(Data items)
□ □ □ □ □ □ □
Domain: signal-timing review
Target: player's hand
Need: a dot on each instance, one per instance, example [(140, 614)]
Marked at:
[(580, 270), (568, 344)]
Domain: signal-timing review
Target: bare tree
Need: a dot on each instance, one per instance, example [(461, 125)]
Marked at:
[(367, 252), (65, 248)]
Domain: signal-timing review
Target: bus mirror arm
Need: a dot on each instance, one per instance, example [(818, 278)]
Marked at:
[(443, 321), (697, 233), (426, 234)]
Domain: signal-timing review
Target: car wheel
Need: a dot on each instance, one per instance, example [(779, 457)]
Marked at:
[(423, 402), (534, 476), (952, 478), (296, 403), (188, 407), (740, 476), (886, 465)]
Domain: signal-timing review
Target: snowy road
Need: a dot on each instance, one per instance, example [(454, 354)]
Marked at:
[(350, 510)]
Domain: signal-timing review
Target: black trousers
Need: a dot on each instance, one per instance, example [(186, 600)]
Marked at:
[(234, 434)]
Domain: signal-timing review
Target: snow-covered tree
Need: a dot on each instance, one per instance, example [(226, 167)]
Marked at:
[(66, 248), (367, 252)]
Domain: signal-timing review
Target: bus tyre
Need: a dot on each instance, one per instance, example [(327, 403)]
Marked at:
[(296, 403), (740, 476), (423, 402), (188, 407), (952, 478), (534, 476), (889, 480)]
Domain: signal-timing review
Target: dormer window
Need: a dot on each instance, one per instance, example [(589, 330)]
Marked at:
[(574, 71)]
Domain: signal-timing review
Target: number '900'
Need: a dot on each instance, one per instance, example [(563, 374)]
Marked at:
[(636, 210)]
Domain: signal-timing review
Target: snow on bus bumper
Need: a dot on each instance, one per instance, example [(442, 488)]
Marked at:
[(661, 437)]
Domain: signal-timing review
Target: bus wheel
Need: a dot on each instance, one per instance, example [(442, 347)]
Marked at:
□ □ □ □ □ □ □
◆ Exercise brief
Exact output of every entry is required.

◆ Full solution
Domain: signal-timing review
Target: player's hand
Need: a dot on each instance, one per instance, example [(140, 614)]
Marked at:
[(580, 270), (568, 344)]
Domain: signal-timing review
Target: bare tree
Need: a dot on each instance, one per instance, example [(461, 125)]
Marked at:
[(367, 252), (65, 248)]
Domain: signal-timing review
Target: bus mirror arm
Need: a dot on each instance, one per instance, example [(818, 278)]
Marked at:
[(443, 321), (697, 233), (426, 234)]
Domain: signal-timing review
Target: car wheel
Need: a dot on each instance, one per instance, example [(779, 457)]
Marked at:
[(423, 402), (534, 476), (952, 478), (296, 403), (188, 407), (740, 476), (886, 465)]
Domain: signal-timing review
Target: snowy road
Need: a dot on each instance, one per instance, example [(454, 354)]
Marked at:
[(350, 510)]
Domain: signal-timing review
Target: black trousers
Need: a dot on each instance, one per instance, example [(186, 600)]
Marked at:
[(234, 434)]
Domain: signal-timing review
Target: snow-covered tree
Need: a dot on each instance, one per instance, example [(226, 167)]
Marked at:
[(66, 248), (367, 252)]
Domain: signal-timing review
Target: bus tyre
Need: a dot on each instance, one per instance, example [(327, 403)]
Marked at:
[(296, 403), (740, 476), (423, 402), (188, 407), (952, 478), (534, 476), (889, 480)]
Domain: signal-timing review
Target: dormer window
Need: a dot on each instance, one per instance, example [(589, 330)]
Marked at:
[(574, 71)]
Domain: signal-timing review
Target: number '900'
Need: a dot on each instance, one per instance, example [(563, 374)]
Marked at:
[(636, 210)]
Domain: signal-timing review
Target: snow on bus bumper
Need: a dot on each instance, one per instance, example [(442, 488)]
Marked at:
[(661, 437)]
Domain: signal-timing review
Target: bus wheel
Need: a dot on each instance, one per instance, example [(442, 347)]
Marked at:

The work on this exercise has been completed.